MATERIAL FOR THE TASK:
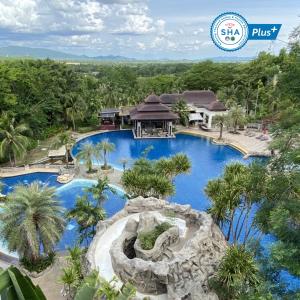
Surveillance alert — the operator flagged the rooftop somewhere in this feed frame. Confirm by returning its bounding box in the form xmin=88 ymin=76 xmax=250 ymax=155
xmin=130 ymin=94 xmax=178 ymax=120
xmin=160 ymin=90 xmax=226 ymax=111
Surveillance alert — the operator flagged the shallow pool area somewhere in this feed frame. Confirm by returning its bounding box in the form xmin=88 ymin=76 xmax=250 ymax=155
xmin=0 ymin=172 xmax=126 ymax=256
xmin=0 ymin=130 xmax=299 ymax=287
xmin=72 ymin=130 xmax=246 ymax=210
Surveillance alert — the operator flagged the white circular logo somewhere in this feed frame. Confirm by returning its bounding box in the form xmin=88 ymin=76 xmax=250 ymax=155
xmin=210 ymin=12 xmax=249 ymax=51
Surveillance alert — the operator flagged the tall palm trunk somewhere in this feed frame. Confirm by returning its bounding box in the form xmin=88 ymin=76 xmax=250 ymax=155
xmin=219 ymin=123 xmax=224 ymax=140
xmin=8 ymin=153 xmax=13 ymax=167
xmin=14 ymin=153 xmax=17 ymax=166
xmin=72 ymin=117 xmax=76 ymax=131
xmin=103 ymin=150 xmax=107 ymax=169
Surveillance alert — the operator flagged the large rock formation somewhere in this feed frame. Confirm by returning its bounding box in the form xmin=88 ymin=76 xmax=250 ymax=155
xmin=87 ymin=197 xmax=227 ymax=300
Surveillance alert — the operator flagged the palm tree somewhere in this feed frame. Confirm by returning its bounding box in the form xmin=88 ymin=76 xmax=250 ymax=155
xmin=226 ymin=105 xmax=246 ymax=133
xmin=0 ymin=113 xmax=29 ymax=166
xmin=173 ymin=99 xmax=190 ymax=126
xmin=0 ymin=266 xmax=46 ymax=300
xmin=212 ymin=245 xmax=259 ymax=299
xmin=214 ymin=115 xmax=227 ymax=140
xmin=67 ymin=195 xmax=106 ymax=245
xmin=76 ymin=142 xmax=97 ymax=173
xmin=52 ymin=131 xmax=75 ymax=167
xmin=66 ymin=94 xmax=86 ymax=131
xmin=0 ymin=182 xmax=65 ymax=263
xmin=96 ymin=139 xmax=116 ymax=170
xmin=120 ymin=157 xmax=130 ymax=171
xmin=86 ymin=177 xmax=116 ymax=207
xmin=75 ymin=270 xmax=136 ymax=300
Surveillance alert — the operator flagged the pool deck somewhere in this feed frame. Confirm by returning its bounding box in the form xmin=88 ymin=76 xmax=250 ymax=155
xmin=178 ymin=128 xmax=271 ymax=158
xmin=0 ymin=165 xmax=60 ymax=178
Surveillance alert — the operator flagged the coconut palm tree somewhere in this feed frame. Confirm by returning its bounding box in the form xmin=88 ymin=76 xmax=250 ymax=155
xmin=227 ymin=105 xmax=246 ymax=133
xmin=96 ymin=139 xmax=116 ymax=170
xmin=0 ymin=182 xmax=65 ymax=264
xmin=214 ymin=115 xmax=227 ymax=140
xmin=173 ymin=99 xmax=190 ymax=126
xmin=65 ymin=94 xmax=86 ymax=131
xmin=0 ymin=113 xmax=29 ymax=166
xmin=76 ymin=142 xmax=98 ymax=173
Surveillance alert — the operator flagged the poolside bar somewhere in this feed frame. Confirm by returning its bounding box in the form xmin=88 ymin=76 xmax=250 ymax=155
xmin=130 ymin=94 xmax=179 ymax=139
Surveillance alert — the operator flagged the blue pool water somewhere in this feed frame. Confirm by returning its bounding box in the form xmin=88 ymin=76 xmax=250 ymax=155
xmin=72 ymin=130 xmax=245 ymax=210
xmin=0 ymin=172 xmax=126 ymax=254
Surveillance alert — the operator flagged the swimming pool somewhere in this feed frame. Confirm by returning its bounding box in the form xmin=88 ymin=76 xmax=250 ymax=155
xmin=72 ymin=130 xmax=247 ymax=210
* * *
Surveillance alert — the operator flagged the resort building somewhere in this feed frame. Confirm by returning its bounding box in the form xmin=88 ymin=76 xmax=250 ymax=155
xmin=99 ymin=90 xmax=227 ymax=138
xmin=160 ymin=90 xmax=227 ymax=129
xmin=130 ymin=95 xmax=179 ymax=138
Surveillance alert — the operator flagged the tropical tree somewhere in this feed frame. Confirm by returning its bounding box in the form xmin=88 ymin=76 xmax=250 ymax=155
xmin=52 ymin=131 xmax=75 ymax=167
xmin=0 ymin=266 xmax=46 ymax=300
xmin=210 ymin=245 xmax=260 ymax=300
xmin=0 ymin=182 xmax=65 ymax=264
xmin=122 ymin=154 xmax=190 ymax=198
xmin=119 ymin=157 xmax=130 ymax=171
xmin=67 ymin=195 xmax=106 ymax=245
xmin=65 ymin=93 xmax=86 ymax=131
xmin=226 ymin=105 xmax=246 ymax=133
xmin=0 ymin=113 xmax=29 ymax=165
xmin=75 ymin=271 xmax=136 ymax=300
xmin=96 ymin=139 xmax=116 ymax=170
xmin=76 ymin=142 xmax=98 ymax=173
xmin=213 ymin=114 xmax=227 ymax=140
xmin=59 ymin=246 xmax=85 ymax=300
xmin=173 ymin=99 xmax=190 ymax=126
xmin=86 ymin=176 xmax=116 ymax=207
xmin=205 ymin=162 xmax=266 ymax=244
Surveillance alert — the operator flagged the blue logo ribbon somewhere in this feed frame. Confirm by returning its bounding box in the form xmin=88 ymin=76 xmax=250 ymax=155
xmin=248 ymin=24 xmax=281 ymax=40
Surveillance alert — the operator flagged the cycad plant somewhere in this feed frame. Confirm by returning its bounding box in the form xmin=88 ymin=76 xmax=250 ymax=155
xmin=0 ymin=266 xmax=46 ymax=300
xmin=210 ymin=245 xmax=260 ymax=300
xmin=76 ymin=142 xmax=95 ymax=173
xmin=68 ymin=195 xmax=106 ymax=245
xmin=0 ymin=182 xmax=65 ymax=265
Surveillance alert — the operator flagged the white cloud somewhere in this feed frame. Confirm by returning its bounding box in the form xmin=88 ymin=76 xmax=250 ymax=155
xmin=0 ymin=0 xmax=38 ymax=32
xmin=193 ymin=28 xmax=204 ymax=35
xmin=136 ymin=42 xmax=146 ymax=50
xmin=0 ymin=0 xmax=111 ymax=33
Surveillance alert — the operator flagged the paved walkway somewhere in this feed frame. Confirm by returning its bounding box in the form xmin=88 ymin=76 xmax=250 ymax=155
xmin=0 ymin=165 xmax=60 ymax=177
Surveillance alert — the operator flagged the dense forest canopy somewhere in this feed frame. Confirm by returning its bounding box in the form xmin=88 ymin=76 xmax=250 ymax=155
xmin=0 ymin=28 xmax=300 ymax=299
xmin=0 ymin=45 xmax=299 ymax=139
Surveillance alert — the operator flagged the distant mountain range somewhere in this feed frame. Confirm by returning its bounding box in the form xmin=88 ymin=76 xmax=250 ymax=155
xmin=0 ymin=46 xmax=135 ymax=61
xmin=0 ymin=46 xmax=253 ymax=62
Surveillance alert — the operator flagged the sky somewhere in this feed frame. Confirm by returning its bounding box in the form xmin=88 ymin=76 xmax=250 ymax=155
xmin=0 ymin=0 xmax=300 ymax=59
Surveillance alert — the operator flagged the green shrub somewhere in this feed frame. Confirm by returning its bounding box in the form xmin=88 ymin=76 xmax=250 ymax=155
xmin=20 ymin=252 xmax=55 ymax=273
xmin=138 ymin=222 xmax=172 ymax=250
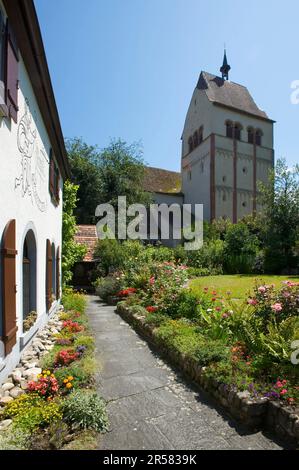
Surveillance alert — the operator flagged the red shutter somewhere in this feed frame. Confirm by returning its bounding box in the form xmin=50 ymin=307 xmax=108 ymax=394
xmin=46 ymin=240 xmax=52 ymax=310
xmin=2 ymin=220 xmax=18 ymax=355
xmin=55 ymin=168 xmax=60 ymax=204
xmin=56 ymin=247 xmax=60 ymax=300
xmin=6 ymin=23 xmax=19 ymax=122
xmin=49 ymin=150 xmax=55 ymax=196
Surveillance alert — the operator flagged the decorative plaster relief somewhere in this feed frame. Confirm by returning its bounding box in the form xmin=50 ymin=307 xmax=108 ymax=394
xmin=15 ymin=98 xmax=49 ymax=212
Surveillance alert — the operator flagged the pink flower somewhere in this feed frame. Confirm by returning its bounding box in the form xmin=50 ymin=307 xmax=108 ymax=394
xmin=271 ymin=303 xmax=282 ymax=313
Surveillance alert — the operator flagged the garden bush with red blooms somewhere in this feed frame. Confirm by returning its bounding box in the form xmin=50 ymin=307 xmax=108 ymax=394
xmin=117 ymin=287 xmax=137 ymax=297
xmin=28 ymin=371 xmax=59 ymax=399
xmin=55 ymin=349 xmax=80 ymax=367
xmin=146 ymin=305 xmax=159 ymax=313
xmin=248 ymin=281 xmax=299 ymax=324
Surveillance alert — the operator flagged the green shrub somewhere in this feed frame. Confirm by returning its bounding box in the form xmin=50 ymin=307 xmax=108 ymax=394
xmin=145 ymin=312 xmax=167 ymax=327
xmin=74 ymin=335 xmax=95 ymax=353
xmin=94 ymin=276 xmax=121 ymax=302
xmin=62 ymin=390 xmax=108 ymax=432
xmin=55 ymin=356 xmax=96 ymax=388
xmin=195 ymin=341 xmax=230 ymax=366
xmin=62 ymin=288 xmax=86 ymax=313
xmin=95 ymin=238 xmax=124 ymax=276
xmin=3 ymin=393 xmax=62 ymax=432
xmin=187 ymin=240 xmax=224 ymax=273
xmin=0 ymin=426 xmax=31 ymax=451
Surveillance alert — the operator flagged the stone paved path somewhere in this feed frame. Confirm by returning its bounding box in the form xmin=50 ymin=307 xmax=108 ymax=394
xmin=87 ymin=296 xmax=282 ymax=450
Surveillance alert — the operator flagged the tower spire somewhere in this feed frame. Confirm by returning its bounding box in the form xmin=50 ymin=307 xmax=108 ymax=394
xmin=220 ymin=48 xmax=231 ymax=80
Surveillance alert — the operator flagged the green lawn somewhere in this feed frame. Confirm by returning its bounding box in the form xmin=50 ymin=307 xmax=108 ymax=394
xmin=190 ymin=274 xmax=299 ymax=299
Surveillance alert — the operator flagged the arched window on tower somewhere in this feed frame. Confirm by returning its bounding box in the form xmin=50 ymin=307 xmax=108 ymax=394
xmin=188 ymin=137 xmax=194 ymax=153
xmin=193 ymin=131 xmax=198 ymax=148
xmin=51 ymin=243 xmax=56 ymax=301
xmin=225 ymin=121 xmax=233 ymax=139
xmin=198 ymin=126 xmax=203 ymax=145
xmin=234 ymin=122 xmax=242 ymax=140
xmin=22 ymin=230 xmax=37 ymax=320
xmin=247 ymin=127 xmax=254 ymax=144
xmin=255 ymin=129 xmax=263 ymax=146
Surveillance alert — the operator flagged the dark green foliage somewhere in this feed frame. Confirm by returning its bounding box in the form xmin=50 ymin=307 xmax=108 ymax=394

DIRECTIVE:
Present everything from the line containing "Surveillance alert — the operator flagged the cycad" down to the line containing "xmin=0 ymin=182 xmax=65 ymax=265", both included, as a Markdown table with the columns No. and Text. Put a row number in No. and the line in Text, and skip any blank lines.

WRITTEN SOLUTION:
| No. | Text |
|---|---|
| 1 | Surveillance alert — the operator flagged the cycad plant somewhere in this feed frame. Confirm by returning its bounding box in the form xmin=88 ymin=76 xmax=250 ymax=155 |
| 2 | xmin=0 ymin=266 xmax=46 ymax=300 |
| 3 | xmin=210 ymin=245 xmax=260 ymax=300 |
| 4 | xmin=76 ymin=142 xmax=95 ymax=173 |
| 5 | xmin=68 ymin=195 xmax=106 ymax=245 |
| 6 | xmin=0 ymin=182 xmax=65 ymax=265 |